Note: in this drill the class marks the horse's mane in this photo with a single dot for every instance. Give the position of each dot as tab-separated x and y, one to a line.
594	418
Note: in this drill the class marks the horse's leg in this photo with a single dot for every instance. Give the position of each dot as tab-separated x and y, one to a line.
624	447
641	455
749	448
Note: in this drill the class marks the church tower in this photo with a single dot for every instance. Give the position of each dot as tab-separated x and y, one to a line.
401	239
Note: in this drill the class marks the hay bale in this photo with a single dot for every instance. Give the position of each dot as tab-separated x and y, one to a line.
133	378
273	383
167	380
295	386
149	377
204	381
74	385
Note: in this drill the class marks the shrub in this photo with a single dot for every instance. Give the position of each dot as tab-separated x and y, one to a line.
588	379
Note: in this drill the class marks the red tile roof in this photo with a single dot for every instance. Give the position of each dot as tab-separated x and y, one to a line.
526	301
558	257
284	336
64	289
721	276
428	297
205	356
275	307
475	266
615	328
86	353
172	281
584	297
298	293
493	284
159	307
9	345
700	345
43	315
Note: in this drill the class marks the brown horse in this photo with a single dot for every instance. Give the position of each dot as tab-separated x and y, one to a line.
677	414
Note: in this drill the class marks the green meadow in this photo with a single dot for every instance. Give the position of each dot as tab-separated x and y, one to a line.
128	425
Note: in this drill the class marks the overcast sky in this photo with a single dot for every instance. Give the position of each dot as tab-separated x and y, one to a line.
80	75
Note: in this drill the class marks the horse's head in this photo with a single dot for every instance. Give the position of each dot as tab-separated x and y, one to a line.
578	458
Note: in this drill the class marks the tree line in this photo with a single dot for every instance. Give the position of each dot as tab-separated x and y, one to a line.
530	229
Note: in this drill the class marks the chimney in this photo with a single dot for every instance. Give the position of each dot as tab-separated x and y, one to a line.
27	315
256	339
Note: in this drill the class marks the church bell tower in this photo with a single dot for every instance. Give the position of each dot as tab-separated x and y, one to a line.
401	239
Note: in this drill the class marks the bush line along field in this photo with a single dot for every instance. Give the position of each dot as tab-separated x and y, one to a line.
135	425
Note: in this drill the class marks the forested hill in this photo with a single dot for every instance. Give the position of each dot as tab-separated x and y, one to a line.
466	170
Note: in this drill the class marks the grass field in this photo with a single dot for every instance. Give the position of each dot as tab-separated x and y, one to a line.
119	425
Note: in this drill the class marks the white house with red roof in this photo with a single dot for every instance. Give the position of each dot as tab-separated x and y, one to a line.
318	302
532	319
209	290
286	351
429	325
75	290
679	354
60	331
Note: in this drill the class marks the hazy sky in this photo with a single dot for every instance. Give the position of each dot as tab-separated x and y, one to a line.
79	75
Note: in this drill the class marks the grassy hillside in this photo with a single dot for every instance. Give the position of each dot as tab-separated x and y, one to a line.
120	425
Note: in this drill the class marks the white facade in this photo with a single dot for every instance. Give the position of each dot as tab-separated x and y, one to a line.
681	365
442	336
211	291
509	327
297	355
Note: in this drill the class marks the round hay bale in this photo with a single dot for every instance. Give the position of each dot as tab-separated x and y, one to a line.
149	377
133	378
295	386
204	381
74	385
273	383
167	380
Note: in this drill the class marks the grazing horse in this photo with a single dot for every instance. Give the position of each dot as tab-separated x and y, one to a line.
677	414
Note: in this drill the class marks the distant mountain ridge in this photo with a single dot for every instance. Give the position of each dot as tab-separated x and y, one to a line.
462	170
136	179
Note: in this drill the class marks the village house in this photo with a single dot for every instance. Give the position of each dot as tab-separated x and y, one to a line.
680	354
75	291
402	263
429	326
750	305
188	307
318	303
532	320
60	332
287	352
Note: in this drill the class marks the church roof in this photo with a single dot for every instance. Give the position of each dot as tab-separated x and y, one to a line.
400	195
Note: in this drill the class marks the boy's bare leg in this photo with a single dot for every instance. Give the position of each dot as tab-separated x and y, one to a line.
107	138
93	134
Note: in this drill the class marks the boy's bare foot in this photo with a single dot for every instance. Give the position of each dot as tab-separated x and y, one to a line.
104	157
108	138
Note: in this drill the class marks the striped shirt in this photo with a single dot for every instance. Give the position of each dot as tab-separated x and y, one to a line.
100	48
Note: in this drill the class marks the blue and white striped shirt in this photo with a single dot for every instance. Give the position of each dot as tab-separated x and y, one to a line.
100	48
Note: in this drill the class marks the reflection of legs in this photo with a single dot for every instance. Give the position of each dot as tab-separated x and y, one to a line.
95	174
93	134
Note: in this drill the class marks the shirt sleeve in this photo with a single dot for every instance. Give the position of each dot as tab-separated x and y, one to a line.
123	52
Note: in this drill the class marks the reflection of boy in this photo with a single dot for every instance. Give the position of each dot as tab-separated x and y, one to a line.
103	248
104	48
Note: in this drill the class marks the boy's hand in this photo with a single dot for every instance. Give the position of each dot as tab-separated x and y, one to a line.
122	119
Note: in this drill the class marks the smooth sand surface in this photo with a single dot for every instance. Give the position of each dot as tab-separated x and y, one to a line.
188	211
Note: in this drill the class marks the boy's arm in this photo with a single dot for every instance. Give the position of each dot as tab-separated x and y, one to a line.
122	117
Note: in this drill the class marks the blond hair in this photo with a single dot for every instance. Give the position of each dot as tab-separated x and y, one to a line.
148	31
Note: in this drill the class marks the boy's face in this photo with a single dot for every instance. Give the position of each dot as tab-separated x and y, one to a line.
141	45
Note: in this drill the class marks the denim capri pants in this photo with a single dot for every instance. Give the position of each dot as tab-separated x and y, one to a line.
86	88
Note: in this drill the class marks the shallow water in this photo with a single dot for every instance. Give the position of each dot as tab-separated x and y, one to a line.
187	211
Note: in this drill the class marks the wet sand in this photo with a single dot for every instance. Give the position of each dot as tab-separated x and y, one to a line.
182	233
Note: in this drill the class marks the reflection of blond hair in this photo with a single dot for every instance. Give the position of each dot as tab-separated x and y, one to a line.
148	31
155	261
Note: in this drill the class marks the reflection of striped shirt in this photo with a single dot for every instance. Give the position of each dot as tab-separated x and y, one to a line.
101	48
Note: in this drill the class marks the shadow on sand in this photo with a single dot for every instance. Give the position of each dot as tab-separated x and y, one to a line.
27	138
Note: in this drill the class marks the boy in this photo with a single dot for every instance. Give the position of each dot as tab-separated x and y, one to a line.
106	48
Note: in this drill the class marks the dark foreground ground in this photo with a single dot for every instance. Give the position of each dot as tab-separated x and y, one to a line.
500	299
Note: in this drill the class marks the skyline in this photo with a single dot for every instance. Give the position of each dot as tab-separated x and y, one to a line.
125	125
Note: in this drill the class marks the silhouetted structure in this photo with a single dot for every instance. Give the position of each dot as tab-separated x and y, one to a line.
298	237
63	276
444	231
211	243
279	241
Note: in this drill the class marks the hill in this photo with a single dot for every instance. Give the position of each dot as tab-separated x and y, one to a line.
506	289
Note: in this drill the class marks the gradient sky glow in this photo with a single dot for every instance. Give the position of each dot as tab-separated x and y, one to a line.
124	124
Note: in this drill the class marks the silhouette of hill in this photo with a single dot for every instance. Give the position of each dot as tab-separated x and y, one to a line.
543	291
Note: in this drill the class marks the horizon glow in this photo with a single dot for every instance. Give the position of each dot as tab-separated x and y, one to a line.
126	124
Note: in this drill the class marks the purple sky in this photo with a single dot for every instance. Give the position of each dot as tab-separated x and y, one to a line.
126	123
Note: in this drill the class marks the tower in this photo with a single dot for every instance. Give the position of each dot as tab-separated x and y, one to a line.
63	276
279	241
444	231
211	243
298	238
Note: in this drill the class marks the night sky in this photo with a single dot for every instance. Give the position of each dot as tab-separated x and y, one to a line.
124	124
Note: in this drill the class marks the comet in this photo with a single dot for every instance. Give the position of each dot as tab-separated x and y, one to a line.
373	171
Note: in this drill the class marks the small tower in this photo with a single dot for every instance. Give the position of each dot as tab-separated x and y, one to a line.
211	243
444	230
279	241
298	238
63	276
-=-=-=-=-
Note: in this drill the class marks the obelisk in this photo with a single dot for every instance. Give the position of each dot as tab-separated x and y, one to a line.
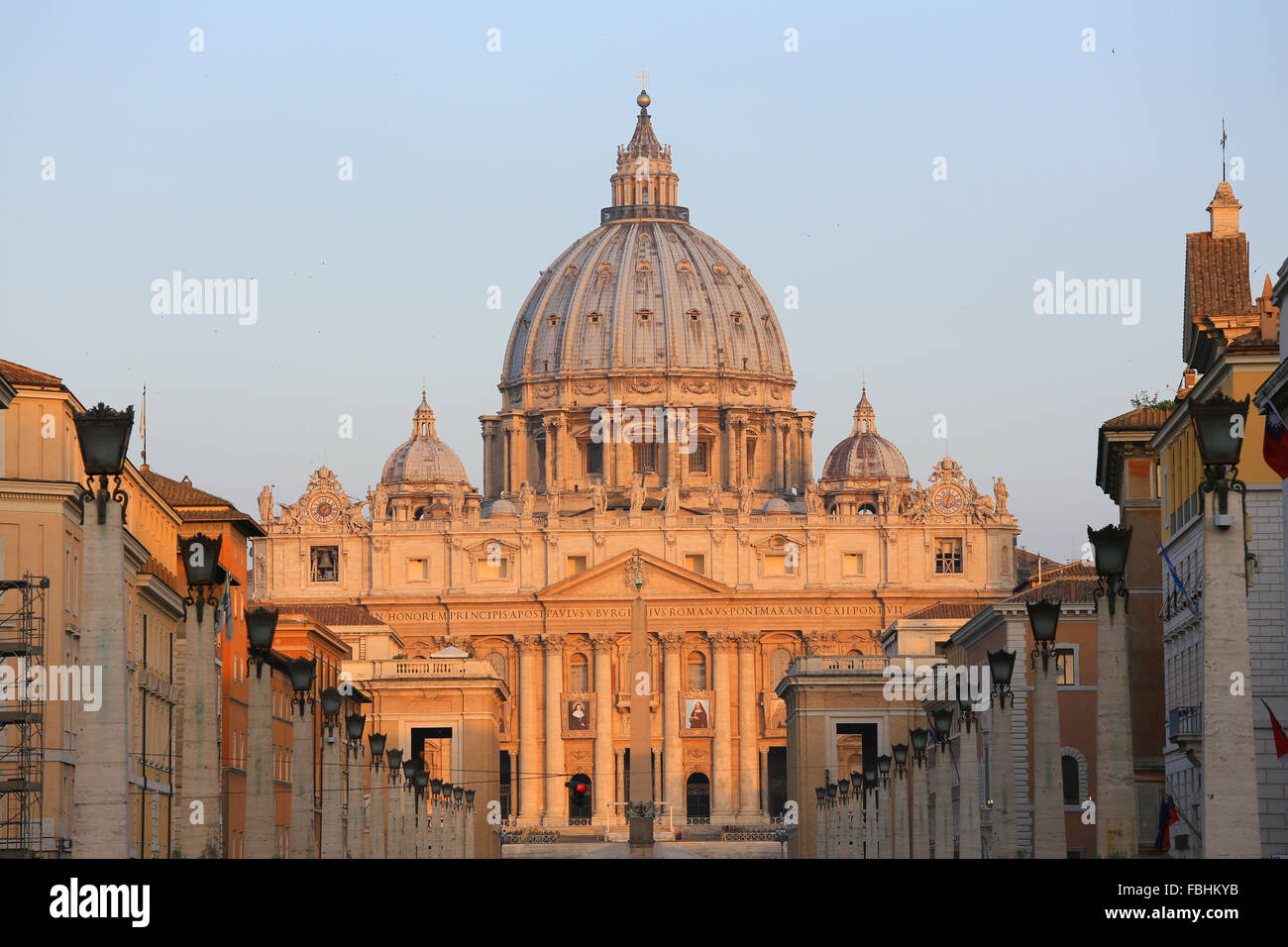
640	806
-=-=-=-=-
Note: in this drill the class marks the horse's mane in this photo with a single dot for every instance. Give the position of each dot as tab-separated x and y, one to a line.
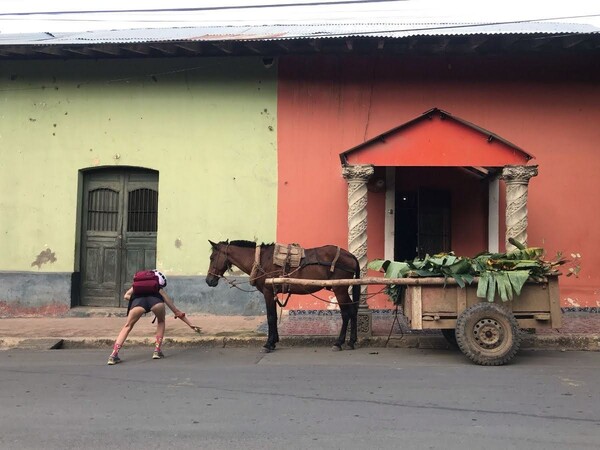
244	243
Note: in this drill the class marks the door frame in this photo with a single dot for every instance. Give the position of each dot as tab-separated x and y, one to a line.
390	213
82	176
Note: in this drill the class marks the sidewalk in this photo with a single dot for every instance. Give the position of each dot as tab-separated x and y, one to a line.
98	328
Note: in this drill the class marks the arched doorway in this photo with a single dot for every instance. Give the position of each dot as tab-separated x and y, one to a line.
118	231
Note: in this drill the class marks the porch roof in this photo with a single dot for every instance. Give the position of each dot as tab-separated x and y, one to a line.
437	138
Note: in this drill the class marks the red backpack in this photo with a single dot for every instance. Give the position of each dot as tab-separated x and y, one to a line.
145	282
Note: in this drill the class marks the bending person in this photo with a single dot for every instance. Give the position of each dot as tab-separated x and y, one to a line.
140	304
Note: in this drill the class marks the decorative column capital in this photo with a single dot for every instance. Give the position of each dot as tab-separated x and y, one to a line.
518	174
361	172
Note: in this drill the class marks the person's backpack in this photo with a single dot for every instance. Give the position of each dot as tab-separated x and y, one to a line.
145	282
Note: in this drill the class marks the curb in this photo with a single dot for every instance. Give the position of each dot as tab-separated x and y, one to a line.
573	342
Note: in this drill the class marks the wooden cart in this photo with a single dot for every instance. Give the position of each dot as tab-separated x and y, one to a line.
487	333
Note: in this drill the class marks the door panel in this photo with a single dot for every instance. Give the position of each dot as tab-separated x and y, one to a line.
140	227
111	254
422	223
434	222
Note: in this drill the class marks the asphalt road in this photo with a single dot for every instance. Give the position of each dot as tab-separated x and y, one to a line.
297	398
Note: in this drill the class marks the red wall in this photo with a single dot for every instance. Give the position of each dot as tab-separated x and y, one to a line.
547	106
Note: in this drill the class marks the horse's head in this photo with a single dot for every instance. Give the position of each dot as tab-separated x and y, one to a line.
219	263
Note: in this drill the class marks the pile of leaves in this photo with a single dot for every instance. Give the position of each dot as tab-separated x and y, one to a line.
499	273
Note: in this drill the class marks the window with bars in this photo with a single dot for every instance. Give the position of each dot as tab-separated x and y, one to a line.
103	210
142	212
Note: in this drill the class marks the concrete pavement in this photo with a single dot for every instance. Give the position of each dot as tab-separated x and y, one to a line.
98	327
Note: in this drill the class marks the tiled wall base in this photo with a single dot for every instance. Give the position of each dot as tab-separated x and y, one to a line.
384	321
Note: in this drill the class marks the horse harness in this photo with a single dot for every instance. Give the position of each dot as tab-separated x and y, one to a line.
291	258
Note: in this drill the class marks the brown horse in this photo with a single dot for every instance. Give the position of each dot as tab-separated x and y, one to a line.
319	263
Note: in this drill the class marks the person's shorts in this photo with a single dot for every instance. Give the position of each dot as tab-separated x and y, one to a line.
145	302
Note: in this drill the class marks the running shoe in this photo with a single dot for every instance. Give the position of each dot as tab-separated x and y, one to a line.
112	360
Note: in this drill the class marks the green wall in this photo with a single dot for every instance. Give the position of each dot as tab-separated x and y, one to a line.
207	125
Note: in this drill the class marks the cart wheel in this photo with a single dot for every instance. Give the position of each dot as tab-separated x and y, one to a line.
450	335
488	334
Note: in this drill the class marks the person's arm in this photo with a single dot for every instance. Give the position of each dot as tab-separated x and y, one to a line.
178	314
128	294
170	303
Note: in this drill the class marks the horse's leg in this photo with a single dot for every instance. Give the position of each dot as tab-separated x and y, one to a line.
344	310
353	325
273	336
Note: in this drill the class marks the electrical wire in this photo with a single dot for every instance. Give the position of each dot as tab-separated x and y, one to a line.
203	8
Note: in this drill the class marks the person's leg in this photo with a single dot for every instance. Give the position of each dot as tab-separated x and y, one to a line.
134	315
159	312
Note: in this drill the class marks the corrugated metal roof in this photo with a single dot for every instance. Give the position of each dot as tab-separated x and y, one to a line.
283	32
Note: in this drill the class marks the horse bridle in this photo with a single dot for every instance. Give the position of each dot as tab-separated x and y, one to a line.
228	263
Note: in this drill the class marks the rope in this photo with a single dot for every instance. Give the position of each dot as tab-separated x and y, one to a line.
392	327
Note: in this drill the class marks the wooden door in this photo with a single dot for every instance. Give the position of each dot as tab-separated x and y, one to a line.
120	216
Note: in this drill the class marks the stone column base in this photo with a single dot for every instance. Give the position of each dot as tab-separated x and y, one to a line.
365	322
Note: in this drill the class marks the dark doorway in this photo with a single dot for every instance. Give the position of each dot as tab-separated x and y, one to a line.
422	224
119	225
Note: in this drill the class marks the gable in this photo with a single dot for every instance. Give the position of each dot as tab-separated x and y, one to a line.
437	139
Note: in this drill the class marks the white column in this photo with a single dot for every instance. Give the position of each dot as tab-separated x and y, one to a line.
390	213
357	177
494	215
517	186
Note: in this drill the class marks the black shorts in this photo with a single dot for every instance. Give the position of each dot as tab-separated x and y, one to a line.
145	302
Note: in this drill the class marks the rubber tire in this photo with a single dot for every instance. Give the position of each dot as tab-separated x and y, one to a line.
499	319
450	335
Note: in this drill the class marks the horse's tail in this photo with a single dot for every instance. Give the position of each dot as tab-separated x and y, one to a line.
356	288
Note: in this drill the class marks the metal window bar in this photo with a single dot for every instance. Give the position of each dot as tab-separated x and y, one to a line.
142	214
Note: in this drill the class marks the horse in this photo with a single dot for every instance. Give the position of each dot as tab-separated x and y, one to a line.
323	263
-=-=-=-=-
Task requirements
Tally how many lines of the records above contain the string "bale", treating uppercase and lowercase as different. Reply with only the number.

Complete response
2